Excerpt to read —
Copyright law would consider the Internet Archive to be reproducing the
software every time someone clicks the link and their browser downloads it, so
this wouldn't apply.

------
runn1ng
Wow. I can actually play a .mov video in QuickTime player, in Windows 3.11,
emulated in Javascript/DOSBOX. And it actually works.

------
hartpuff
Can anyone tell me if the embedding works for them with Internet Archive stuff
like this?

It loads okay at the IA site, but when I use their embed code for this, and
the previous times I've tried with their DOS and Arcade games, the
games/programs load, but they don't load in the right position in the embed,
about 30% too far down, so are essentially unusable.

------
unknownzero
This is amazing, just played Desert Storm: The Air Campaign for a few minutes.
The collection of software here is such an important reminder that even
seemingly unimportant software has historical context and is worth preserving.
The Internet Archive is good people.

------
ultramancool
Wow, I'm very impressed, surprised this works so well. Any chance we can get
Exile 3: Ruined World added to this? Probably my favorite Windows 3.1 game and
the full version is now available for free from the developer.

[http://www.spiderwebsoftware.com/exile3/winexile3.html](http://www.spiderwebsoftware.com/exile3/winexile3.html)

Actually, if I can do it myself I'll look into it tonight, there's a few
titles I could upload like this if possible...

------
dspillett
Running in a similar manner, I was impressed when I stumbled across
[https://win95.ajf.me/](https://win95.ajf.me/) recently.

------
ratfacemcgee
too good for this world, too pure

------
bane
Oh yes, WinTrek, I spent many a relaxing afternoon hunting down Klingons.

------
stuaxo
Awesome, was able to play the tile game Taipei :)

Collected material —
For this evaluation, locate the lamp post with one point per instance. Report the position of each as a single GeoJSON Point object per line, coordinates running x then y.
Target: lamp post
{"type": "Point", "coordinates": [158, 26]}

Work to complete —
• A. List every username that appears above a comment in the forum thread.
• B. Copy the forum thread's wording from "The collection of" to "from the developer.".

Exercise solutions —
• A. runn1ng, hartpuff, unknownzero, ultramancool, dspillett, ratfacemcgee, bane, stuaxo

• B.
The collection of software here is such an important reminder that even
seemingly unimportant software has historical context and is worth preserving.
The Internet Archive is good people.

------
ultramancool
Wow, I'm very impressed, surprised this works so well. Any chance we can get
Exile 3: Ruined World added to this? Probably my favorite Windows 3.1 game and
the full version is now available for free from the developer.